:: ACTIVITY ::
Transcribe the line containing "Task: give one point on each instance of the rear" and every line after it, exactly, through the end of the records.

────────────────

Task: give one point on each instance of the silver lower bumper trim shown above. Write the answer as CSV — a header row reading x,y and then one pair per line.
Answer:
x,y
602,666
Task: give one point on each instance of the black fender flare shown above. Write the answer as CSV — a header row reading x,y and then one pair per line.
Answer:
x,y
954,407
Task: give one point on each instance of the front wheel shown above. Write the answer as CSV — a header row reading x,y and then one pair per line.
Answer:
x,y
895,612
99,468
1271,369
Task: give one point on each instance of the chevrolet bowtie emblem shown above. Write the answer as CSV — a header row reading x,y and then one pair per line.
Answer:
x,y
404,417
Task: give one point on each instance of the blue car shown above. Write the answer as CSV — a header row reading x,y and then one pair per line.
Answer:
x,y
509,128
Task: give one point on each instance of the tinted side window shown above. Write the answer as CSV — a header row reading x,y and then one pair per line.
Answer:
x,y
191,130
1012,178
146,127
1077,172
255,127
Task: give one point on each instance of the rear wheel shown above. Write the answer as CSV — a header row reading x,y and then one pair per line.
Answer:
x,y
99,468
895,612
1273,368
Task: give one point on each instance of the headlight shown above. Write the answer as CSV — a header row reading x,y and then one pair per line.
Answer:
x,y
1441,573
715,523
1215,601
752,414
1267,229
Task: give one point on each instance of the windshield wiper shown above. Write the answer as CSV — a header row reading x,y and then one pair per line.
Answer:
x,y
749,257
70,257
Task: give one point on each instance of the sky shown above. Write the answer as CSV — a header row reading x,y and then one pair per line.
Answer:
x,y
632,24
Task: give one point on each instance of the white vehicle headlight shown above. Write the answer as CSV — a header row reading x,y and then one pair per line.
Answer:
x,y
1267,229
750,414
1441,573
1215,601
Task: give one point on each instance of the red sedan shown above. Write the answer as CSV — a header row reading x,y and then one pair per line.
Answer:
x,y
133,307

────────────────

:: SOLUTION TO THIS EXERCISE ::
Task: give one point on each instance of the rear wheel shown above. Write the answer as CSV — a header row reading x,y and then one pair per line.
Answer:
x,y
99,468
895,612
1273,368
Task: give one point on each instance of the headlight shown above. Write the answer as CSV — a header row reading x,y and then one pair per line.
Answer:
x,y
1441,573
715,523
1215,601
752,414
1267,229
Task: give one point on each instance of the windshield wiper shown above. Write the answer as CSV — a header row reading x,y and then one pair per line.
Answer:
x,y
749,257
70,257
Task: give one point on each instance of the sky shown above. Write the answer as CSV — a header row reading x,y and then one pair per line.
Answer:
x,y
632,24
Task: give one point on each instance of the white vehicle headlight shown above. Write the answer as CSV — a header row reading x,y and then one pair per line.
Answer:
x,y
1267,229
750,414
1441,573
1215,601
Task: give one point on each instance of the red sedan shown above. Write the answer as CSV — a header row reading x,y and then one pair per line.
Answer:
x,y
133,307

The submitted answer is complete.